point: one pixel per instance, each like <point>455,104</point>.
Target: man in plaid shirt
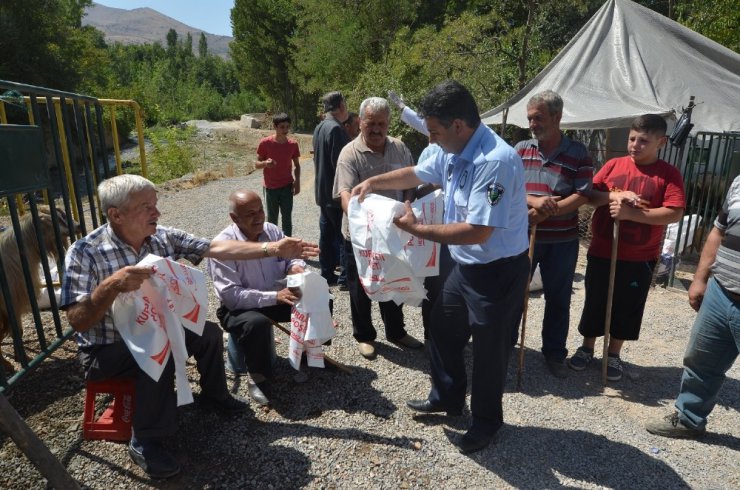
<point>102,265</point>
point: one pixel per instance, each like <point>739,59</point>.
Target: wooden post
<point>609,297</point>
<point>532,234</point>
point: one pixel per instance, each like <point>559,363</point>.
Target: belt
<point>733,296</point>
<point>503,260</point>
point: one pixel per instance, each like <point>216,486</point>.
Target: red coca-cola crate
<point>115,422</point>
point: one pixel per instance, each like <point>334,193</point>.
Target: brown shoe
<point>409,342</point>
<point>367,349</point>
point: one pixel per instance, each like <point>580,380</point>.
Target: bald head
<point>241,197</point>
<point>246,211</point>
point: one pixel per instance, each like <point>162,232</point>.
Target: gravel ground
<point>340,430</point>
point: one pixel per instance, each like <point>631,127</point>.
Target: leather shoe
<point>256,394</point>
<point>225,406</point>
<point>151,457</point>
<point>409,342</point>
<point>367,349</point>
<point>473,441</point>
<point>425,406</point>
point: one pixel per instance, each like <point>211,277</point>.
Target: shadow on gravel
<point>572,459</point>
<point>646,385</point>
<point>35,393</point>
<point>408,358</point>
<point>257,459</point>
<point>326,390</point>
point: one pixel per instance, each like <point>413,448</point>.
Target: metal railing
<point>73,143</point>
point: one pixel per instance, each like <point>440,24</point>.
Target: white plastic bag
<point>150,320</point>
<point>390,262</point>
<point>310,320</point>
<point>536,283</point>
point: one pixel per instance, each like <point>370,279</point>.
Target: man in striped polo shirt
<point>558,173</point>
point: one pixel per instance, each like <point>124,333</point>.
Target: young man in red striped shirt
<point>558,173</point>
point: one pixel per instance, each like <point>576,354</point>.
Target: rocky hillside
<point>144,25</point>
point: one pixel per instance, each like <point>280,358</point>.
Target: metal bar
<point>87,178</point>
<point>59,110</point>
<point>61,170</point>
<point>73,173</point>
<point>116,143</point>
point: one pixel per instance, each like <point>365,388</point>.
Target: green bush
<point>173,154</point>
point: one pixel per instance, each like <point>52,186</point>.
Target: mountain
<point>145,25</point>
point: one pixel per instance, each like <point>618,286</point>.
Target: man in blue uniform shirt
<point>485,226</point>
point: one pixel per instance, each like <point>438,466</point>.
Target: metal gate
<point>709,162</point>
<point>52,152</point>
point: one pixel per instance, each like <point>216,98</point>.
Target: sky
<point>212,16</point>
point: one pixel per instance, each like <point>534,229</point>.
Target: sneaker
<point>671,426</point>
<point>226,406</point>
<point>367,349</point>
<point>614,368</point>
<point>581,359</point>
<point>151,457</point>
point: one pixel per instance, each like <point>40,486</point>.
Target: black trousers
<point>252,330</point>
<point>484,301</point>
<point>360,304</point>
<point>433,285</point>
<point>155,407</point>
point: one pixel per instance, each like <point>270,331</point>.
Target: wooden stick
<point>609,297</point>
<point>532,234</point>
<point>328,359</point>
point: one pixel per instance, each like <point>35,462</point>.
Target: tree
<point>261,49</point>
<point>718,20</point>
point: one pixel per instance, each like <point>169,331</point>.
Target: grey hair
<point>115,192</point>
<point>551,99</point>
<point>375,104</point>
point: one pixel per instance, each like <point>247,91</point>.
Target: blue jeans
<point>330,241</point>
<point>713,348</point>
<point>557,265</point>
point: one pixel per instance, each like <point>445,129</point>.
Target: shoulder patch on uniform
<point>494,194</point>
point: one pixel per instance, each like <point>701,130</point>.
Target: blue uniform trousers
<point>484,301</point>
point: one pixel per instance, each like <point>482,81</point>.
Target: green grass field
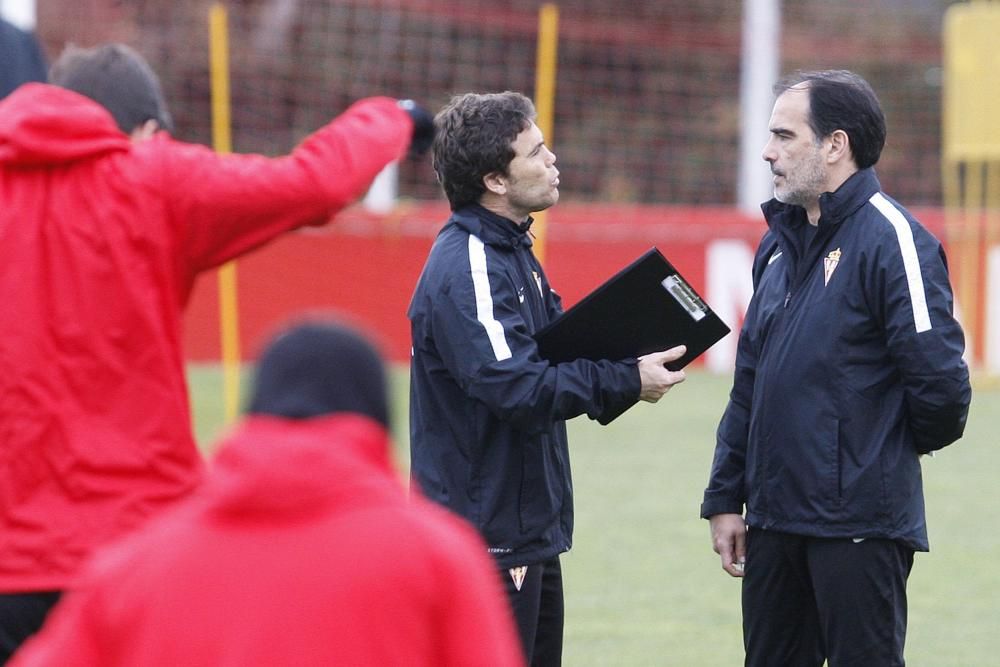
<point>643,586</point>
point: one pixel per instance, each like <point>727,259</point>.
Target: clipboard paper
<point>646,307</point>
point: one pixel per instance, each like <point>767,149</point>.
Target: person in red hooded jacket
<point>302,547</point>
<point>105,224</point>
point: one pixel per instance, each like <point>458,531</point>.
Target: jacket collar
<point>491,228</point>
<point>834,207</point>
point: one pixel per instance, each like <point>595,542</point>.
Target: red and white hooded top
<point>100,243</point>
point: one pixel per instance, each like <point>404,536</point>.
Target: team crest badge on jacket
<point>830,263</point>
<point>517,575</point>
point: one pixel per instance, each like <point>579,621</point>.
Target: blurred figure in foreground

YOUR GOAL:
In the records above, find the line with "point: one pixel per instance, each like <point>35,462</point>." and copy from it through the last line exactly, without the pictures.

THE COMPLETED TASK:
point: one pixel per instance, each like <point>35,462</point>.
Target: tree
<point>261,49</point>
<point>718,20</point>
point: one pixel per instance, each like <point>169,331</point>.
Target: grey hair
<point>115,192</point>
<point>551,99</point>
<point>375,104</point>
point: one pixel per instance, each like <point>247,91</point>.
Target: blue jeans
<point>330,241</point>
<point>713,348</point>
<point>557,265</point>
point: one pixel per instance, each like <point>445,129</point>.
Target: shoulder patch on uniform
<point>494,194</point>
point: one pixel per instance, each like <point>701,130</point>.
Target: blue uniform trousers
<point>484,301</point>
point: one pixel per instance, each like <point>482,81</point>.
Target: green grass field
<point>643,586</point>
point: one pixel per instance, each like <point>727,259</point>.
Target: clipboard paper
<point>646,307</point>
point: one pixel per instance, each like <point>767,149</point>.
Target: person in red hooded jacket
<point>302,547</point>
<point>105,224</point>
point: one pixel per instance, each like <point>458,531</point>.
Target: jacket collar
<point>491,228</point>
<point>834,207</point>
point: one pixel per instance, each like <point>595,542</point>.
Target: red and white hooded top
<point>100,243</point>
point: one pixel per instance, each like <point>404,536</point>.
Target: team crest badge on jacket
<point>830,263</point>
<point>517,575</point>
point: one pixel per instance, each like <point>579,621</point>.
Target: blurred figure in foreground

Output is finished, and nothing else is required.